━━━ Trecho do texto ━━━

Segundo dados da empresa americana Honeywell, que desenvolve sistemas de engenharia, o Last Mile é responsável por 53% dos custos de entrega.

E o que acontece quando há um erro no Last Mile? Atraso na entrega. De acordo com a 39º edição do Webshoppers, em 2018, mais de 12% das entregas do e-commerce da região Sudeste foram realizadas fora do prazo.

Acontece que a desde o mês passado, cada entrega atrasada poderá ter um custo extra de R$ 350 para a empresa fornecedora, ou seja, as lojas online.

A medida está descrita no novo Código de Defesa do Consumidor (CDC) do munícipio de São Paulo, que entrou em vigor no dia 5 de junho.

De acordo com o advogado Ricardo Marfori, especializado em direito empresarial e direito civil e sócio do Costa Marfori Advogados, o novo código não traz muitas novidades em relação ao já conhecido Código de Defesa do Consumidor federal.

O CDC paulistano replica muitas normas que já vinham sendo abordadas em outras leis espaçadas ou em decisões de tribunais superiores, como o Tribunal de Justiça de São Paulo.

━━━ Dados fornecidos ━━━

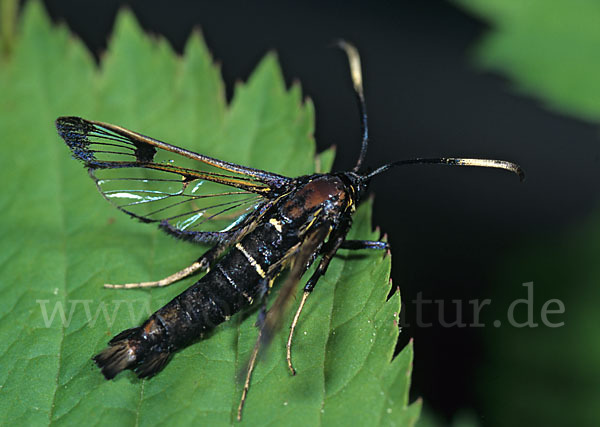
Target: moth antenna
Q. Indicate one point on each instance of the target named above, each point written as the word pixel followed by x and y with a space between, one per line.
pixel 356 74
pixel 455 161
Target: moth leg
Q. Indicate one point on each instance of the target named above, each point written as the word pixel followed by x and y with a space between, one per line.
pixel 331 249
pixel 201 264
pixel 364 244
pixel 264 286
pixel 251 364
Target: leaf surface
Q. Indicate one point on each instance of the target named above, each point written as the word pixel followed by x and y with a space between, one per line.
pixel 62 242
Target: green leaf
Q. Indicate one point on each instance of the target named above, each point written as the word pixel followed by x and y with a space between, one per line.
pixel 548 49
pixel 62 242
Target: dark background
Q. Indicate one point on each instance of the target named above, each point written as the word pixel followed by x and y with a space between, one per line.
pixel 447 226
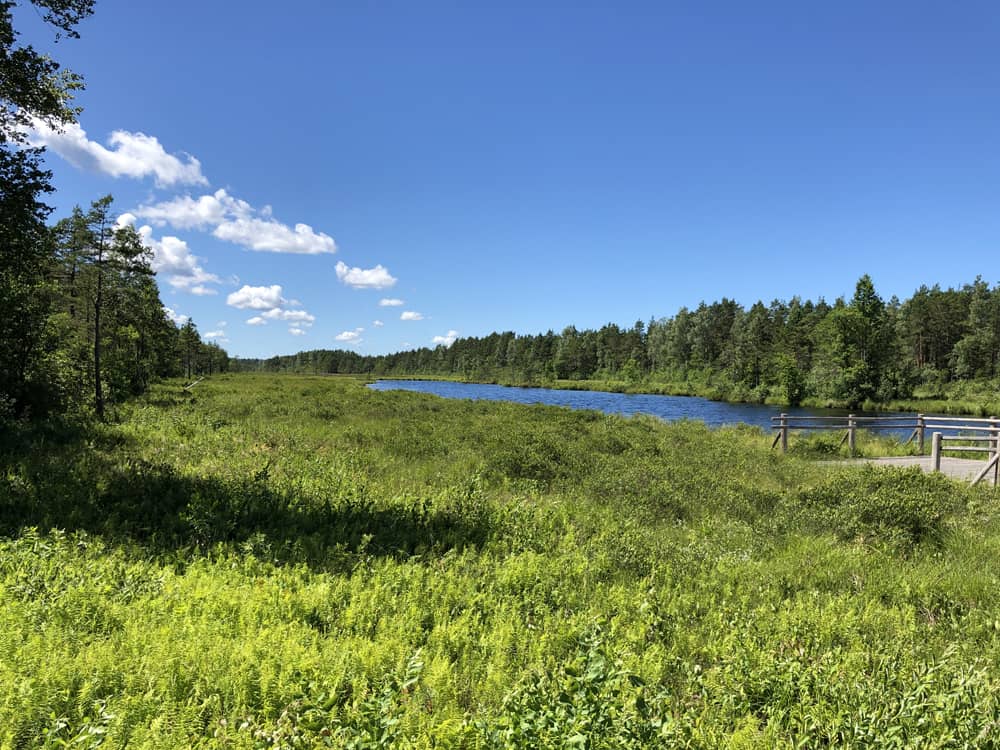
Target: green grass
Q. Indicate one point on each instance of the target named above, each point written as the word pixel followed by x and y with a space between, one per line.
pixel 302 562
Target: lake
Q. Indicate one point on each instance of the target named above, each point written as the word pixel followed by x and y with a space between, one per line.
pixel 668 408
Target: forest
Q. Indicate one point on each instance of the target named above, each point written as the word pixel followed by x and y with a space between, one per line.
pixel 81 319
pixel 857 350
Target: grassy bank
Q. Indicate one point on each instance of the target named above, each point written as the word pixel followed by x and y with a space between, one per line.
pixel 976 397
pixel 302 562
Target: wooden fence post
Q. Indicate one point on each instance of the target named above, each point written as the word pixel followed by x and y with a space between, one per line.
pixel 994 449
pixel 936 451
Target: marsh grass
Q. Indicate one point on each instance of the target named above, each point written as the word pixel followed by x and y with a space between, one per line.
pixel 302 562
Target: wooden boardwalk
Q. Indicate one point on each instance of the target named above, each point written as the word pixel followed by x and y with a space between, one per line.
pixel 956 468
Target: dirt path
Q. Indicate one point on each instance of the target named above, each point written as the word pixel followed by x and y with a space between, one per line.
pixel 956 468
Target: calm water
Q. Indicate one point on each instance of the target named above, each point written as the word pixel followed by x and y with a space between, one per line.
pixel 669 408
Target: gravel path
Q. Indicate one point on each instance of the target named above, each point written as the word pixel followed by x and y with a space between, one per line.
pixel 957 468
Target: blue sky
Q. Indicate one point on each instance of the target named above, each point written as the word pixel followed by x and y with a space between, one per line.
pixel 526 166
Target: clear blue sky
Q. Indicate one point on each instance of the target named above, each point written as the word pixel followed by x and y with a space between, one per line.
pixel 526 166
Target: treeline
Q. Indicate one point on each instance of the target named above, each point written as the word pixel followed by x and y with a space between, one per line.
pixel 81 321
pixel 854 350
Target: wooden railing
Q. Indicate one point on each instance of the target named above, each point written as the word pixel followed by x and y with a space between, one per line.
pixel 968 434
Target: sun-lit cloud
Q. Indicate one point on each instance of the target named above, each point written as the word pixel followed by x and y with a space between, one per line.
pixel 272 306
pixel 234 220
pixel 174 260
pixel 218 337
pixel 175 317
pixel 134 155
pixel 365 278
pixel 350 337
pixel 298 316
pixel 256 298
pixel 447 340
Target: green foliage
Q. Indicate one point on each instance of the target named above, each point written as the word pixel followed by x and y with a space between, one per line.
pixel 896 506
pixel 302 562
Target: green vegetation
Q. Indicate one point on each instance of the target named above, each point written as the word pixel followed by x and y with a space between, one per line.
pixel 302 562
pixel 81 320
pixel 937 351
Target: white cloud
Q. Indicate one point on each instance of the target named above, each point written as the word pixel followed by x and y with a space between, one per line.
pixel 300 317
pixel 256 298
pixel 175 318
pixel 134 155
pixel 236 221
pixel 448 339
pixel 274 237
pixel 350 337
pixel 173 259
pixel 365 278
pixel 218 336
pixel 185 212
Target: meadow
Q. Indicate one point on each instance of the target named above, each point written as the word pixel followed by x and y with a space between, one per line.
pixel 291 561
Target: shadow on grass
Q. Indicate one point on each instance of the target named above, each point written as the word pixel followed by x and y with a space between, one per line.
pixel 75 484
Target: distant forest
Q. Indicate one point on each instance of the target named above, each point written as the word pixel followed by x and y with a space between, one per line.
pixel 852 351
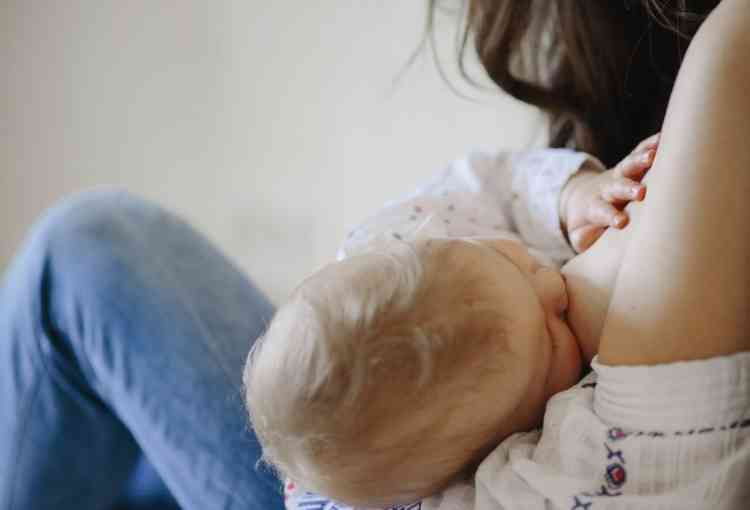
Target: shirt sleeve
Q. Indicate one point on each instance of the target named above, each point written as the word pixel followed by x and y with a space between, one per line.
pixel 538 179
pixel 483 195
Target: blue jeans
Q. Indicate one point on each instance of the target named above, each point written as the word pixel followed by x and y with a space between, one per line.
pixel 123 331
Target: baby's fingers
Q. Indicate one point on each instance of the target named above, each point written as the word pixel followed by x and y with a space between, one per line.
pixel 636 164
pixel 606 215
pixel 623 189
pixel 649 143
pixel 582 238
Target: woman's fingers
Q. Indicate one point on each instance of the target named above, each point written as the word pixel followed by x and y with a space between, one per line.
pixel 622 189
pixel 582 238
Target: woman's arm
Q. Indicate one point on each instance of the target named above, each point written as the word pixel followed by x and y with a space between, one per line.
pixel 683 289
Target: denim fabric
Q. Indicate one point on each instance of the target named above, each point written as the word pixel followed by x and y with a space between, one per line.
pixel 122 331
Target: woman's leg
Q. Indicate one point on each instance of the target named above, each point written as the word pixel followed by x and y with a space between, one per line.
pixel 121 327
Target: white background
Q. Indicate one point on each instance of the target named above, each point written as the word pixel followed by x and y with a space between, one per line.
pixel 273 127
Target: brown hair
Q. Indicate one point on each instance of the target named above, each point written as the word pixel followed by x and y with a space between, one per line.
pixel 602 70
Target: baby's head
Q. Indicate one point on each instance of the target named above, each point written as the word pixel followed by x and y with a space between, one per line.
pixel 388 375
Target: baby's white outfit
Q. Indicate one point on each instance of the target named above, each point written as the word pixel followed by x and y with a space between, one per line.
pixel 483 195
pixel 672 436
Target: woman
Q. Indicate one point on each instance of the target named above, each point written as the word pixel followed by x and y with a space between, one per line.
pixel 118 259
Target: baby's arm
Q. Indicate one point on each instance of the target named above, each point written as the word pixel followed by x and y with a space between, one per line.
pixel 683 290
pixel 495 195
pixel 593 200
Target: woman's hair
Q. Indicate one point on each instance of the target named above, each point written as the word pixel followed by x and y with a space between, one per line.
pixel 602 70
pixel 360 388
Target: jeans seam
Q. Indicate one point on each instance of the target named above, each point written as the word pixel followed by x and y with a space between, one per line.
pixel 17 453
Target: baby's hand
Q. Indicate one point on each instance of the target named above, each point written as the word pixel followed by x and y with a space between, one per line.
pixel 593 201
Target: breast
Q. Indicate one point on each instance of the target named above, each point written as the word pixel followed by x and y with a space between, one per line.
pixel 590 278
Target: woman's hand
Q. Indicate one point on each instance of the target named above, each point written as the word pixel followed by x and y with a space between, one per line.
pixel 592 201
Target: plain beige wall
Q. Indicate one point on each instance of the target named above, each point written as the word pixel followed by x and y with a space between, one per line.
pixel 273 127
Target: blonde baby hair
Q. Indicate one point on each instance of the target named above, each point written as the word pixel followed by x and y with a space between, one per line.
pixel 363 388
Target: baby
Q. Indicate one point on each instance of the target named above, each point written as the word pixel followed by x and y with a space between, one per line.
pixel 394 371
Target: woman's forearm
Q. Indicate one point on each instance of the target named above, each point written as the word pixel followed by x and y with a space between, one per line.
pixel 683 289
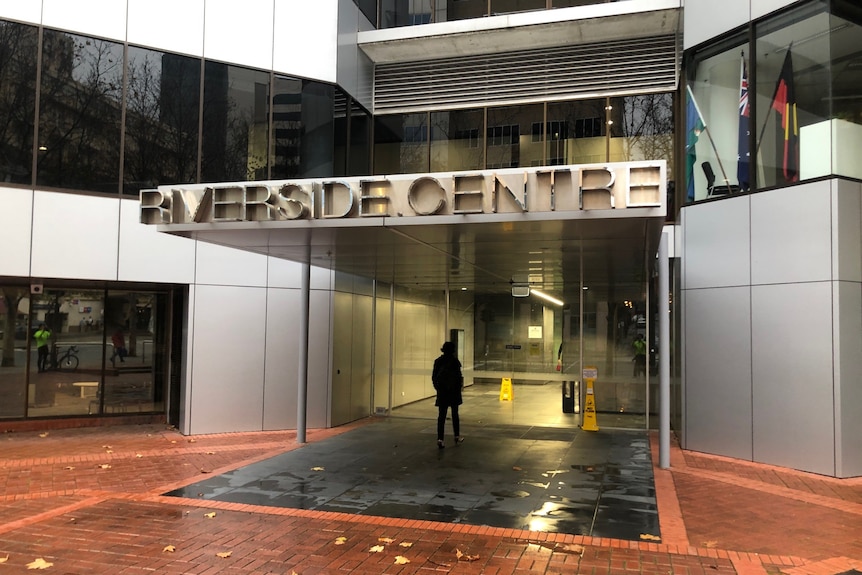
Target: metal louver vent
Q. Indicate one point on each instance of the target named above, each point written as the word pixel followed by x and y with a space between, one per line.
pixel 631 66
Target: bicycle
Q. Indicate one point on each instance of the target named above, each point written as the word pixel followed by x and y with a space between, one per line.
pixel 67 361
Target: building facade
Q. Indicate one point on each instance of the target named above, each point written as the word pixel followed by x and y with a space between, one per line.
pixel 99 112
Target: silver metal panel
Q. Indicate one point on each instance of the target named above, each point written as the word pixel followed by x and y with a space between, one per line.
pixel 219 265
pixel 763 7
pixel 83 246
pixel 847 233
pixel 791 346
pixel 228 359
pixel 705 19
pixel 791 234
pixel 16 211
pixel 715 244
pixel 848 378
pixel 718 371
pixel 342 340
pixel 319 358
pixel 282 356
pixel 148 256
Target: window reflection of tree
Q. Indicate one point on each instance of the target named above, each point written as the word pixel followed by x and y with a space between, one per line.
pixel 161 119
pixel 79 123
pixel 18 49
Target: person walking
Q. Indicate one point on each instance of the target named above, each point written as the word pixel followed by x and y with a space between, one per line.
pixel 448 381
pixel 42 335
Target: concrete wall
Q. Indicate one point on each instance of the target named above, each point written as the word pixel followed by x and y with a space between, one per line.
pixel 772 290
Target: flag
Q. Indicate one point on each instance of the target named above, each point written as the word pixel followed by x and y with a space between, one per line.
pixel 694 125
pixel 784 102
pixel 744 153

━━━

◆ **Partes do exercício**
1. Responda com base no texto sobre entregas atrasadas:
(a) Segundo a Honeywell, por qual porcentagem dos custos de entrega o Last Mile responde?
(b) Qual custo extra cada entrega atrasada poderá gerar para a empresa fornecedora?
(c) Em que data o novo Código de Defesa do Consumidor do município de São Paulo entrou em vigor?
2. Escreva a continuação do texto sobre entregas atrasadas, começando logo após a última frase.

◆ **Respostas esperadas**
1.
(a) 53% dos custos de entrega.
(b) R$ 350.
(c) Em 5 de junho.

2.
"Não havia necessidade de um novo código, uma vez que o Código de Defesa do Consumidor, que vai completar três décadas, tem regras já aprimoradas e incorporadas ao longo do tempo", afirma Marcel Solimeo, economista da Associação Comercial de São Paulo (ACSP).

O CDC de São Paulo concede mais poder ao Procon paulistano, entidade municipal fundada em 2016 que atua de maneira similar à popular Fundação Procon, mas menos atuante do que a parente gerida pelo governo estadual.

Voltando à questão do custo sobre entregas atrasadas: o CDC municipal afirma que em casos de reclamações em relações de consumo, o Procon paulistano deverá analisar a veracidade da informação do consumidor.

Caso ele tenha razão, a empresa que prestou serviço ou vendeu produto será convocada a responder sobre a reclamação. Cada queixa fundamentada atendida terá um custo de R$ 350 para a empresa. E se a queixa não for atendida, o custo será de R$ 750.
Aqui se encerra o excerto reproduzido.